Task to complete>
Pick out every line below that contains the word "grass" and copy each one.

Records for this exercise>
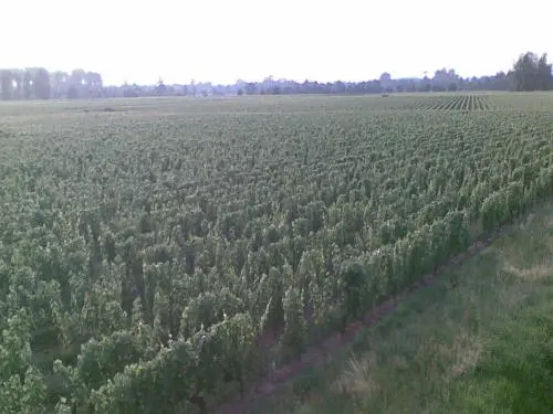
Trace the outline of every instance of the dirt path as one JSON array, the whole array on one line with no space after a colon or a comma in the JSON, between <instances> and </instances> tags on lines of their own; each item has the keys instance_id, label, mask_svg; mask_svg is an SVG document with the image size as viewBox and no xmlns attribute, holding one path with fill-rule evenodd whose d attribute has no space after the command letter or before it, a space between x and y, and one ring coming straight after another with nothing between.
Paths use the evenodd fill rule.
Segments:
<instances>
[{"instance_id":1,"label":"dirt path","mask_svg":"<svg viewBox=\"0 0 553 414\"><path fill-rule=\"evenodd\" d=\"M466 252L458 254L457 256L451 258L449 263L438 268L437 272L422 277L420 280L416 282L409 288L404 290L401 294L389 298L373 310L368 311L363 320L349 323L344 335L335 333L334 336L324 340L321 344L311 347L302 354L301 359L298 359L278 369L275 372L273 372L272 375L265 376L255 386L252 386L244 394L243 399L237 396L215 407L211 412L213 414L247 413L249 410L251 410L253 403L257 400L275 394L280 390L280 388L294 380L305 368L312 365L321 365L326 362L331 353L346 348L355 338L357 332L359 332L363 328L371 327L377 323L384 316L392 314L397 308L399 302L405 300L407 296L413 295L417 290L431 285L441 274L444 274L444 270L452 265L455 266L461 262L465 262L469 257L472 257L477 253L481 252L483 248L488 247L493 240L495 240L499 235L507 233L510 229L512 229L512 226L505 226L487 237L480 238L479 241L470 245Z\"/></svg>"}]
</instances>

* * *

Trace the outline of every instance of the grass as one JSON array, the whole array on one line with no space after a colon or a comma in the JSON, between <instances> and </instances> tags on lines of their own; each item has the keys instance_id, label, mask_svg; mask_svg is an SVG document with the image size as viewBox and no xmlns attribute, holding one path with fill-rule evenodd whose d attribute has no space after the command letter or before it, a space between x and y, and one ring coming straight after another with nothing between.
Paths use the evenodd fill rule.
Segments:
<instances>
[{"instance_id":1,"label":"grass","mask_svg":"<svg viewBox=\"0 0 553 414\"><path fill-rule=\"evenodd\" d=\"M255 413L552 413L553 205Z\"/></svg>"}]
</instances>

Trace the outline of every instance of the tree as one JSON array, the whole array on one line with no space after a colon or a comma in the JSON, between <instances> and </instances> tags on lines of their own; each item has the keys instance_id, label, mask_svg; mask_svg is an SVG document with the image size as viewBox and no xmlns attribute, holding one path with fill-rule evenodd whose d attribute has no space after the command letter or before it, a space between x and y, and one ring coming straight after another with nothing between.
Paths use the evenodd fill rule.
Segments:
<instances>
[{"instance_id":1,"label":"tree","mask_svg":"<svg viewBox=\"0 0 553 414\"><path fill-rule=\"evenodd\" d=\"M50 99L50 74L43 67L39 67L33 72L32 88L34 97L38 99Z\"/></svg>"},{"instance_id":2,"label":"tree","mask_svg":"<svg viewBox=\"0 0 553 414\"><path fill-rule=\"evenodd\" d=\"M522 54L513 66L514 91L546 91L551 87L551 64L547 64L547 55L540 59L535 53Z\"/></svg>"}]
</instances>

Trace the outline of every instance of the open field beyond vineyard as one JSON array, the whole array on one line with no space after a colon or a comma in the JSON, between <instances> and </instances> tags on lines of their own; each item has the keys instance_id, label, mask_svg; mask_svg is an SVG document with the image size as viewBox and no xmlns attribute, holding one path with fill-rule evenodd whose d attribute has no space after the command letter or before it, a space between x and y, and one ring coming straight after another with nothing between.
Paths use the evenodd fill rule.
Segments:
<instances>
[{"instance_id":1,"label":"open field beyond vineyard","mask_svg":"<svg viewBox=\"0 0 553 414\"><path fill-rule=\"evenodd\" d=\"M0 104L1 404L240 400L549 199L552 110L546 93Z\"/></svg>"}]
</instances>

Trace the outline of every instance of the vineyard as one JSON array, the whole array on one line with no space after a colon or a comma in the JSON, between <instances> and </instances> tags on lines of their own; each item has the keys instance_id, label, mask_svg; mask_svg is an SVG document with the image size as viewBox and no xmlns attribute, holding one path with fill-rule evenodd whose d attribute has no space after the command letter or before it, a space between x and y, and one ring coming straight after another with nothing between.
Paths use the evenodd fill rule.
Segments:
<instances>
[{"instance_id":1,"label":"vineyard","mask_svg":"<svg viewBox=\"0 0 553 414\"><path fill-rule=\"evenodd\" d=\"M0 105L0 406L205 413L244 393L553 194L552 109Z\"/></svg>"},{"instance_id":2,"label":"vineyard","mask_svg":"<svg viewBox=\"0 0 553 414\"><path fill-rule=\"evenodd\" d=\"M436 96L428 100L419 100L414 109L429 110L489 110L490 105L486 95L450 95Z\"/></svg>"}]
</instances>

* * *

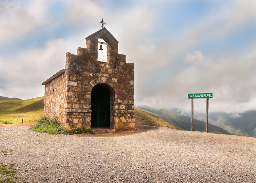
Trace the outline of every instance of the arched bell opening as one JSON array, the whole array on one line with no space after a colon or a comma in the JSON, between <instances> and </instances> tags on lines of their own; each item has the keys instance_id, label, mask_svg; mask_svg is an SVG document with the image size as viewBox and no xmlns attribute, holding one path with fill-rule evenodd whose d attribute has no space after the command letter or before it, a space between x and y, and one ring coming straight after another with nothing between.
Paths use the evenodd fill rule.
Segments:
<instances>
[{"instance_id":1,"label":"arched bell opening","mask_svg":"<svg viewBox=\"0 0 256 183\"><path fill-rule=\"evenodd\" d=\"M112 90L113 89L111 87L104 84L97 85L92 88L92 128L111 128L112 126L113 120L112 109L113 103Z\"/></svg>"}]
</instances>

Exercise solution>
Trace the outline of every instance of the grass as one JSON array, the whole array on one line with no space after a colon or a comma in the JSON, between <instances> and </instances> tags on lines of their own; each item has the keys instance_id, label, mask_svg; mask_svg is an SVG document with the image size as viewBox and no xmlns attribute, holding one path with fill-rule evenodd whose d attribute has no space after the command letter or before it, a space between x and y, and one ring coming straight after another with nothing between.
[{"instance_id":1,"label":"grass","mask_svg":"<svg viewBox=\"0 0 553 414\"><path fill-rule=\"evenodd\" d=\"M255 413L552 413L553 205Z\"/></svg>"}]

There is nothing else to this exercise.